## Arbeitsanweisung
Gib aus dem Textauszug die Passage von „Joachim Gauck beginnt“ bis „Kommando des Rundganges.“ wortgetreu wieder.

## Textauszug
|---|

Zu Besuch in der "Gauck-Behörde" Bundespräsident Gauck: "Die DDR war kein lustiger Themenpark"
Joachim Gauck beginnt seine Abschiedstournee an seiner ersten Wirkungsstätte - bei den Stasi-Unterlagen.
Berlin. Roland Jahn, Bundesbeauftragter für die Stasi-Unterlagen, versucht dem guatemaltekischen Botschafter zu erklären, wie das mit den Stasi-Karteikarten funktioniert hat, aber er kommt nicht weit. "Es ist schön, einen Experten dabei zu haben", sagt Jahn etwas pikiert und übergibt das Wort an einen, der schon drängelt. Das ist Joachim Gauck, derzeit Bundespräsident, aber davor zehn Jahre lang der erste Chef dieser Behörde, die anfangs seinen Namen trug ("Gauck-Behörde"). "Zeigen Sie doch mal so eine Registriernummer", sagt Gauck zu einem der Mitarbeiter und übernimmt mehr oder weniger das Kommando des Rundganges.

|---|

Gespeicherte Einträge
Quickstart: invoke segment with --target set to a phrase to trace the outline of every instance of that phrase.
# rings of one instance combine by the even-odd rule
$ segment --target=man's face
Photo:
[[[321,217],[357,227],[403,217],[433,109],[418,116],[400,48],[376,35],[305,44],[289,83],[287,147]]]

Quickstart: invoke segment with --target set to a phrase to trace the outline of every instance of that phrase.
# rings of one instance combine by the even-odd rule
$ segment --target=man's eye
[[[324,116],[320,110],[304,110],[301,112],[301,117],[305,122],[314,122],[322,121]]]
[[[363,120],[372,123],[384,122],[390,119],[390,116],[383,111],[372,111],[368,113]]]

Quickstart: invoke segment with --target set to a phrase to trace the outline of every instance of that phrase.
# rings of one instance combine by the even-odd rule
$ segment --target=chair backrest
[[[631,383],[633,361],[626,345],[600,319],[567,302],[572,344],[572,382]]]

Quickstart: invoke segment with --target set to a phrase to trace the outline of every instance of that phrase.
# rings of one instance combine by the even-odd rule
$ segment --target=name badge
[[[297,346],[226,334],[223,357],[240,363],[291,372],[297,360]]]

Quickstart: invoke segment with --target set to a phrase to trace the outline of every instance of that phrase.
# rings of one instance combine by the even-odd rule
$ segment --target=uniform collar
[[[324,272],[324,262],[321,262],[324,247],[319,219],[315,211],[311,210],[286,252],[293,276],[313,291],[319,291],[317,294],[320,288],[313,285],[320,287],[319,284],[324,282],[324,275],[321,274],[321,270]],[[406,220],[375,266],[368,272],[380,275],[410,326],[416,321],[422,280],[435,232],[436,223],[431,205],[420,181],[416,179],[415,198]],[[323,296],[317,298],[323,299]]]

|---|

## Ergebnis der Übung
Joachim Gauck beginnt seine Abschiedstournee an seiner ersten Wirkungsstätte - bei den Stasi-Unterlagen.
Berlin. Roland Jahn, Bundesbeauftragter für die Stasi-Unterlagen, versucht dem guatemaltekischen Botschafter zu erklären, wie das mit den Stasi-Karteikarten funktioniert hat, aber er kommt nicht weit. "Es ist schön, einen Experten dabei zu haben", sagt Jahn etwas pikiert und übergibt das Wort an einen, der schon drängelt. Das ist Joachim Gauck, derzeit Bundespräsident, aber davor zehn Jahre lang der erste Chef dieser Behörde, die anfangs seinen Namen trug ("Gauck-Behörde"). "Zeigen Sie doch mal so eine Registriernummer", sagt Gauck zu einem der Mitarbeiter und übernimmt mehr oder weniger das Kommando des Rundganges.